══ PROVIDED RECORDS ══

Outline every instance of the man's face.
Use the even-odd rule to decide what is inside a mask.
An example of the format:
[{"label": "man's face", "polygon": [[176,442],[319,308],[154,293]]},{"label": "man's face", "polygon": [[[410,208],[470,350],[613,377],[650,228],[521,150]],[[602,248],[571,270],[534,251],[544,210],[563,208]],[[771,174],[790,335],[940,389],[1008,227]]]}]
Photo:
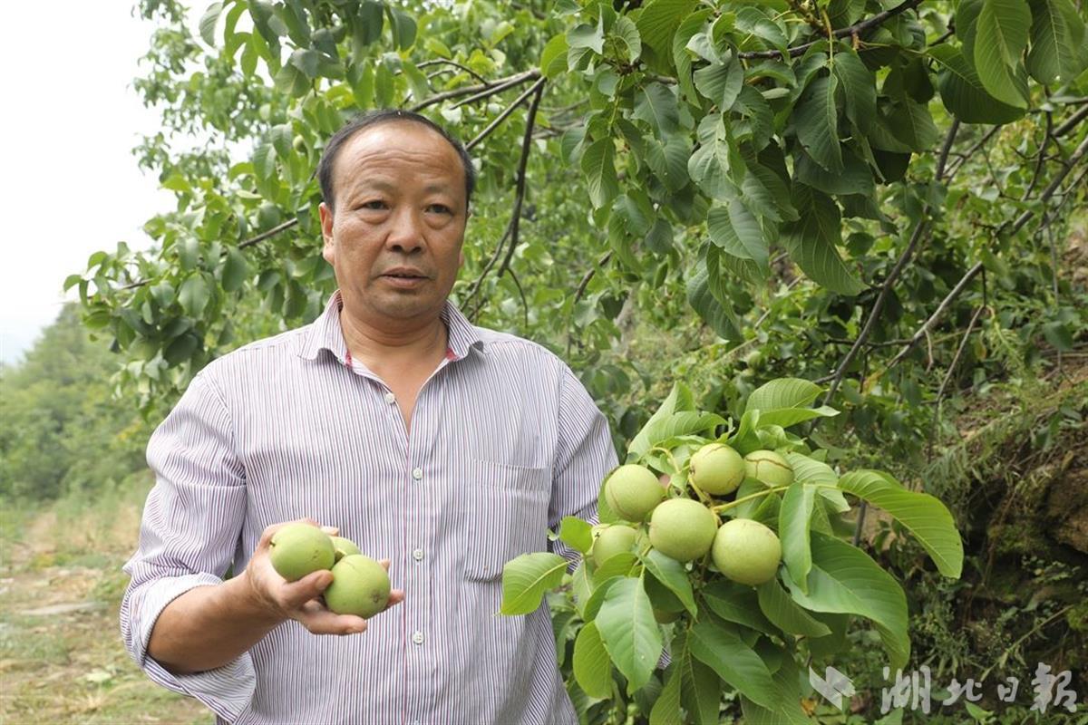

═══

• [AIM OF THE EXERCISE]: Reproduce the entries above word for word, omitting the pictures.

• [THE RESULT]:
Outline every instance of the man's face.
Use the even-odd rule to decide what is inside a mask.
An example of the format:
[{"label": "man's face", "polygon": [[176,442],[319,308],[154,293]]},{"label": "man's face", "polygon": [[[410,208],[470,350],[613,377],[650,228],[521,150]],[[602,248],[571,270],[534,251],[544,210],[563,208]],[[771,174],[790,335],[940,389],[1008,227]]]}]
Photo:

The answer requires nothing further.